**Given passage:**
The Narendra Modi government’s decision to demonetise the Rs 500 and Rs 1,000 notes in circulation will have three distinct political outcomes, two of which will be advantageous for the ruling Bharatiya Janata Party (BJP).
The first, and instantly visible, impact of the late evening announcement on Nov. 08 by prime minister Modi himself is a reversal of the news cycle. Dire discussions on the polluted Delhi air and its impact on foreign investment? Gone. The unfortunate ripple effects from the army veteran’s suicide? Buried. Doubts over the BJP’s chances in the forthcoming state elections? Dismissed.
Elections to state assemblies in the first half of 2017 are crucial for the ruling party, especially since they have been smarting from the defeats in Delhi and Bihar in 2015 and West Bengal this year. The battleground states this time include Uttar Pradesh (UP) and Punjab. UP, as things stand, will see a four-cornered battle.

**To-do list:**
• a. Which two states does the passage on demonetization name as battlegrounds in the 2017 state elections?
• b. Reproduce the passage on demonetization from "Elections to state" up to and including "a four-cornered battle.", swapping "Punjab" for "Goa".
The entries have no role in this work.

**Stored rows:**
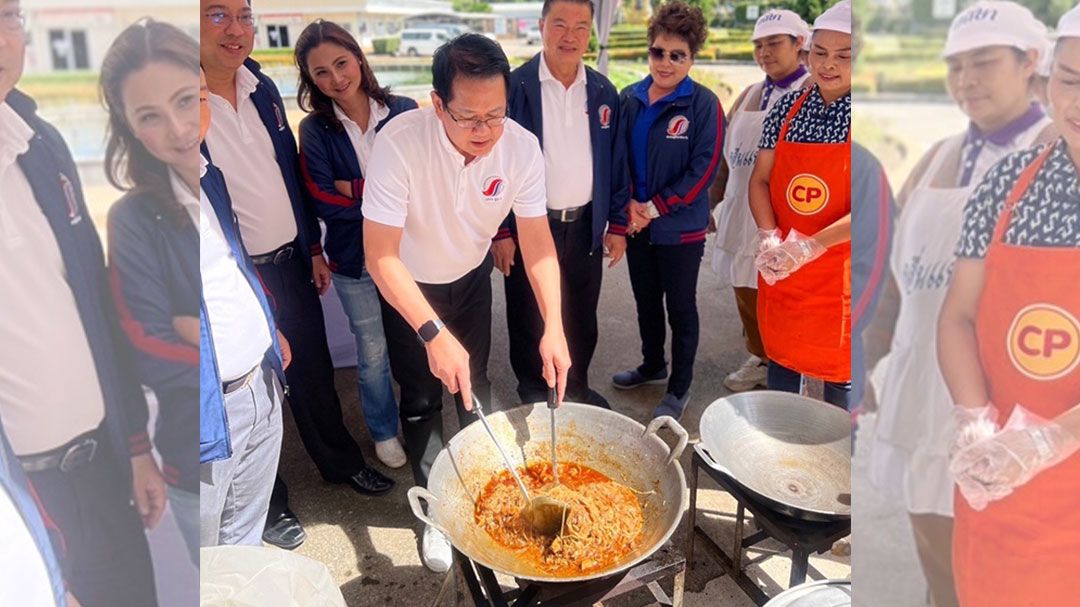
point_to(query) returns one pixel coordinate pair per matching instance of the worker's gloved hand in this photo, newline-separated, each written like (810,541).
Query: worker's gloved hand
(972,425)
(766,240)
(785,259)
(993,468)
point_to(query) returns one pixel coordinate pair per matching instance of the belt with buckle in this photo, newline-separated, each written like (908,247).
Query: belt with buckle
(75,455)
(277,256)
(230,387)
(567,215)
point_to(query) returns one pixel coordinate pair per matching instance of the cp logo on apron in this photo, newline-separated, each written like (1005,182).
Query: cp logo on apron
(807,193)
(1044,341)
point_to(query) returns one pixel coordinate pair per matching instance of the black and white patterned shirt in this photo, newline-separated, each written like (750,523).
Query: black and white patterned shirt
(814,123)
(1048,215)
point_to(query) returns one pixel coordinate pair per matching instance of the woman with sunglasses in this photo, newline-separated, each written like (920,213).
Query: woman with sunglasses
(800,199)
(674,129)
(347,108)
(990,64)
(1009,349)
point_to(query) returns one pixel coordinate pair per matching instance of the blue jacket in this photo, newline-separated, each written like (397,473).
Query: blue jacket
(153,267)
(214,443)
(326,154)
(610,192)
(675,147)
(54,180)
(271,110)
(22,495)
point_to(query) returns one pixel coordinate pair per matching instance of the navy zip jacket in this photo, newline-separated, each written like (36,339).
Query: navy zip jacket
(326,154)
(271,110)
(214,442)
(14,483)
(54,180)
(610,193)
(153,267)
(675,147)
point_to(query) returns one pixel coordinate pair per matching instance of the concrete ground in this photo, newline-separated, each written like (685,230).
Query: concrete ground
(370,544)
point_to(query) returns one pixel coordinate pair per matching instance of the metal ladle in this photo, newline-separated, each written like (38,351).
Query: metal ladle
(544,513)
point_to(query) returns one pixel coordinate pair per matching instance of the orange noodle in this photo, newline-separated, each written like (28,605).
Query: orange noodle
(603,523)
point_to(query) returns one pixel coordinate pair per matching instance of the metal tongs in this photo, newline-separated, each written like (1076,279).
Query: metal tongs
(544,513)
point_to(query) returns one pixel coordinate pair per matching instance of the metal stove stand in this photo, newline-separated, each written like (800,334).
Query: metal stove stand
(802,538)
(665,563)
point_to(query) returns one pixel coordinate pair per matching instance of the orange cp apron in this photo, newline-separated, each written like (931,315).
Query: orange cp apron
(1025,549)
(806,318)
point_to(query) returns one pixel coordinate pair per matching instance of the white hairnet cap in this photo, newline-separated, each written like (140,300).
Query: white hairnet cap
(836,17)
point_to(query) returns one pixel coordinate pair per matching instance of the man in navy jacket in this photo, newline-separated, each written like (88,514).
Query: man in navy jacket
(251,142)
(574,112)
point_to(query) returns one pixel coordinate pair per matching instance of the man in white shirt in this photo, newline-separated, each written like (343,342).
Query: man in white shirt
(251,142)
(440,183)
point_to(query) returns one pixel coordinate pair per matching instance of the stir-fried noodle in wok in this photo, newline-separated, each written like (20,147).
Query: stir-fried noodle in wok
(603,522)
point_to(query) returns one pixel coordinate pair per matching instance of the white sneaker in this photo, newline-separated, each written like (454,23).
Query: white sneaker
(390,453)
(435,550)
(751,375)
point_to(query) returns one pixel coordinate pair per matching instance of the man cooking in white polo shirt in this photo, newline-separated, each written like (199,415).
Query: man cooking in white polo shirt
(440,183)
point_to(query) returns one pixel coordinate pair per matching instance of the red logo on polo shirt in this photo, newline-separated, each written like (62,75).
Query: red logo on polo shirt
(677,127)
(494,187)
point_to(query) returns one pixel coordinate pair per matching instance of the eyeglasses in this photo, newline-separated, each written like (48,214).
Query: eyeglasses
(12,19)
(217,18)
(675,56)
(473,123)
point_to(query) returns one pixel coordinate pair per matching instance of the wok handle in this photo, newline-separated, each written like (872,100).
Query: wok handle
(669,421)
(415,495)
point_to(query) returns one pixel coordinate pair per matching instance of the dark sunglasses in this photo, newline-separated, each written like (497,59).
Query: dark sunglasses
(675,56)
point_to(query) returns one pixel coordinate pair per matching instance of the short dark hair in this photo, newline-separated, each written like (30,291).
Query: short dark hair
(469,55)
(308,95)
(548,3)
(680,19)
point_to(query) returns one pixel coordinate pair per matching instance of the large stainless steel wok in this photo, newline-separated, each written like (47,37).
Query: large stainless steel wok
(792,452)
(606,441)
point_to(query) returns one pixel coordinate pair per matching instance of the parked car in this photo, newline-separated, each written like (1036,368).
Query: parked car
(422,42)
(532,36)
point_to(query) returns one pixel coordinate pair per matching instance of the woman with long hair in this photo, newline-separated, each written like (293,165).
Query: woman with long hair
(347,108)
(149,84)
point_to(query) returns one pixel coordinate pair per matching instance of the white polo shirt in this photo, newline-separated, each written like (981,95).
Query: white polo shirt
(567,146)
(241,334)
(449,211)
(363,142)
(49,387)
(242,149)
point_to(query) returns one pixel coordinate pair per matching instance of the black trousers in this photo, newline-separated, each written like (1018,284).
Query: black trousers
(666,275)
(464,306)
(312,396)
(581,271)
(107,560)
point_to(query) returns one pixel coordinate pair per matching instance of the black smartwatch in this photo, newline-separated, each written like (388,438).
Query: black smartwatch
(429,331)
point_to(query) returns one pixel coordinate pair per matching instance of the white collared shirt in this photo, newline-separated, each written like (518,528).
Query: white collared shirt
(242,149)
(449,211)
(363,142)
(241,335)
(567,146)
(41,332)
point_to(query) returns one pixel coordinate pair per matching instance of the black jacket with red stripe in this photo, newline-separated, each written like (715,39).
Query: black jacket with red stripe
(327,156)
(683,149)
(153,269)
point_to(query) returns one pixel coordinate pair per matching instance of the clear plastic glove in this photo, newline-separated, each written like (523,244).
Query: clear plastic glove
(995,467)
(795,252)
(767,240)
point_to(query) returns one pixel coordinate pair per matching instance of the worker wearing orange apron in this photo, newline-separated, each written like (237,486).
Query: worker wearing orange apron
(1016,537)
(806,318)
(1025,549)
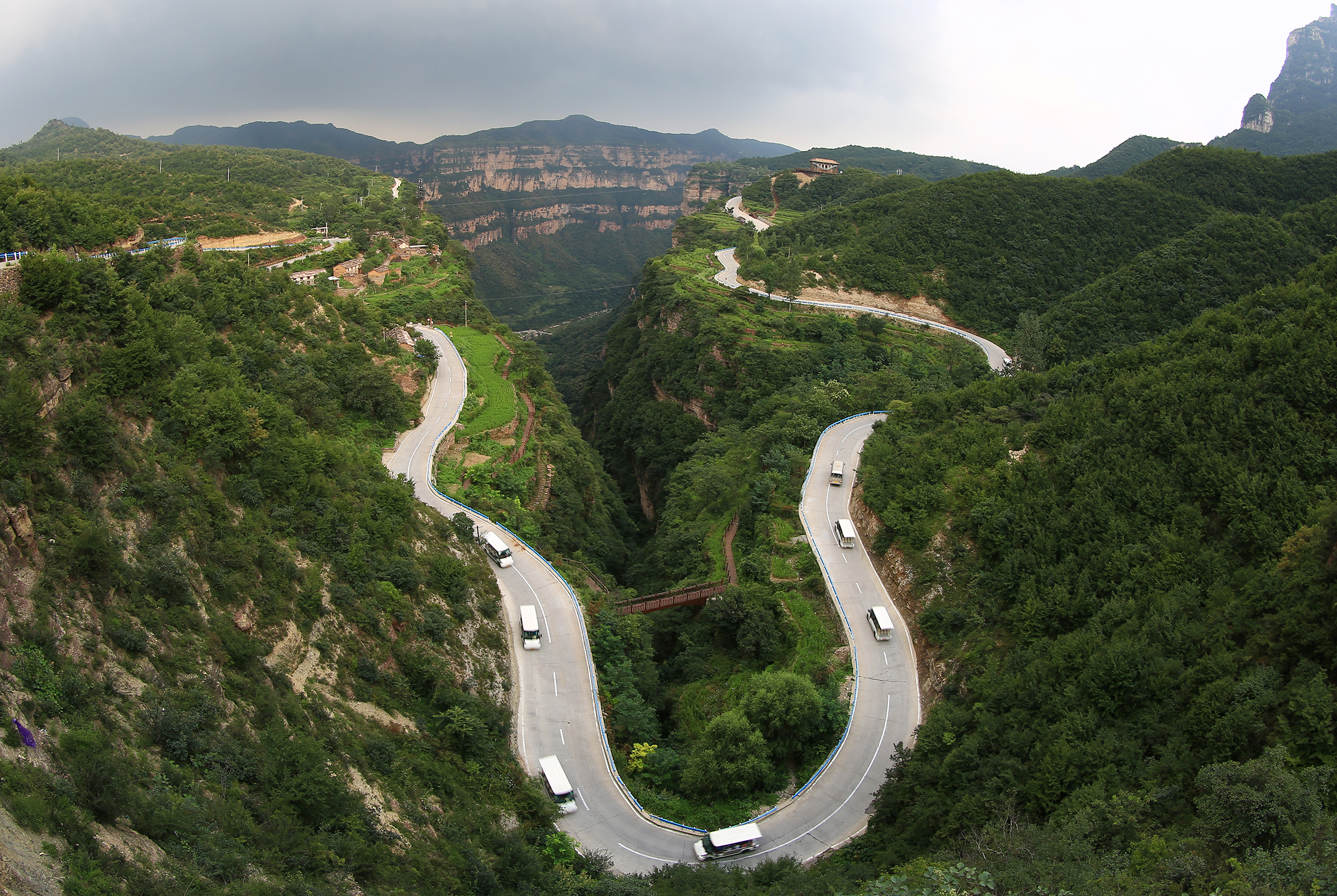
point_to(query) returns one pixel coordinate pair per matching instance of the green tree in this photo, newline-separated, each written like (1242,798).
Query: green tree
(86,431)
(784,706)
(1260,803)
(22,427)
(47,280)
(1030,342)
(730,759)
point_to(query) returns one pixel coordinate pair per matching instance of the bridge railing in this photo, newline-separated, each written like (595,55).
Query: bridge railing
(585,641)
(682,597)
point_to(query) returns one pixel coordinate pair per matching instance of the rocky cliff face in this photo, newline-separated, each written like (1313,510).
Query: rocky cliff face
(522,224)
(528,169)
(1257,114)
(1300,111)
(712,181)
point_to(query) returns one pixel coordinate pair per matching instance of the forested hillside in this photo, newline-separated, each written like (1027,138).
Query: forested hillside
(94,197)
(1191,229)
(228,629)
(1137,611)
(246,658)
(1121,553)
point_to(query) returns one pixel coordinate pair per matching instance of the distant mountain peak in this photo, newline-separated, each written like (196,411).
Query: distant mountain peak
(1300,111)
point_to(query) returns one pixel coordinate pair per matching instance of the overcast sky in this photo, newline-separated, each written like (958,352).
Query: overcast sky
(1029,85)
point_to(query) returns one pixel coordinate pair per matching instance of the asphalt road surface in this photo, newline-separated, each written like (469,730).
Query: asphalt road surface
(732,207)
(556,710)
(729,277)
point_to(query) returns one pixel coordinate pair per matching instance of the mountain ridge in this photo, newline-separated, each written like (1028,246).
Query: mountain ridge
(579,130)
(1299,116)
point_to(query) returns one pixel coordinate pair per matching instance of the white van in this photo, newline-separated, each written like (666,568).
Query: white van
(498,550)
(555,782)
(881,622)
(729,842)
(530,635)
(845,535)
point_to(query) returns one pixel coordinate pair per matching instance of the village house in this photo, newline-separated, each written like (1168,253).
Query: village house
(351,266)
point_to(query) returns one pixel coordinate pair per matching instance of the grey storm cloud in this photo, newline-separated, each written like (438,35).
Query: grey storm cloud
(410,70)
(1030,85)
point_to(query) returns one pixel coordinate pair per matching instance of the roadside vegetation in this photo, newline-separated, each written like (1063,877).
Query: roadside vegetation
(238,635)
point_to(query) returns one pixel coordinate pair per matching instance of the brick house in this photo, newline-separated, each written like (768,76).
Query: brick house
(351,266)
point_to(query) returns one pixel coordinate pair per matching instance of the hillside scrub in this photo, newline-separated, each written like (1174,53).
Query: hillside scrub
(1134,611)
(709,401)
(713,710)
(93,200)
(232,628)
(571,511)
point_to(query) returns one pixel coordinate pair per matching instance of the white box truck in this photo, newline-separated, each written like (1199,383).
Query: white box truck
(555,783)
(845,534)
(530,635)
(729,842)
(498,550)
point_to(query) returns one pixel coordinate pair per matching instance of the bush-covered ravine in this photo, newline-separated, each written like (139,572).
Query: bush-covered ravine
(242,650)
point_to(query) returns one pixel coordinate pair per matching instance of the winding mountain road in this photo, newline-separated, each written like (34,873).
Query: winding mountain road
(556,705)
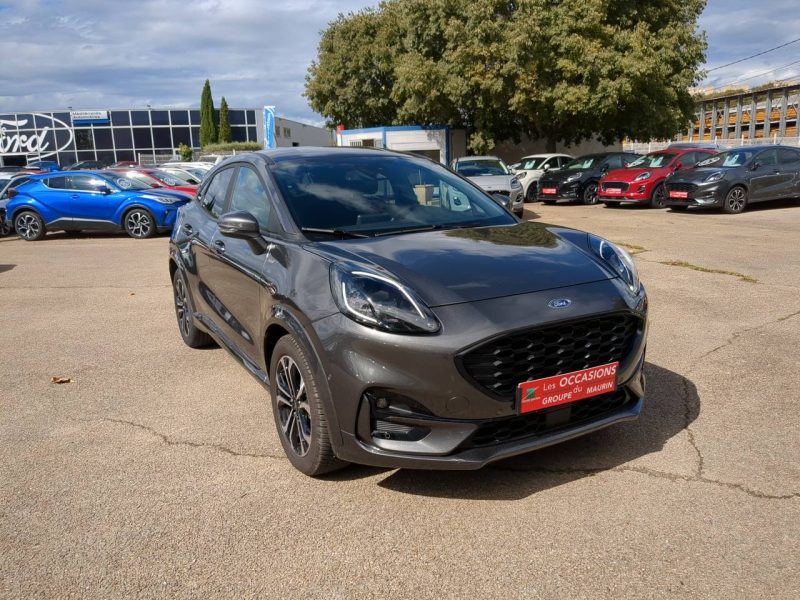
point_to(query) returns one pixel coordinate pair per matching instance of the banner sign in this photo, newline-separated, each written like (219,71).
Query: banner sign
(269,128)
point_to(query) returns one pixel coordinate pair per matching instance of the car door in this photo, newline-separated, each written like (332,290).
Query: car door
(91,208)
(196,233)
(789,164)
(235,272)
(765,178)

**Answers to the exercise:**
• a. Uttar Pradesh (UP) and Punjab.

• b.
Elections to state assemblies in the first half of 2017 are crucial for the ruling party, especially since they have been smarting from the defeats in Delhi and Bihar in 2015 and West Bengal this year. The battleground states this time include Uttar Pradesh (UP) and Goa. UP, as things stand, will see a four-cornered battle.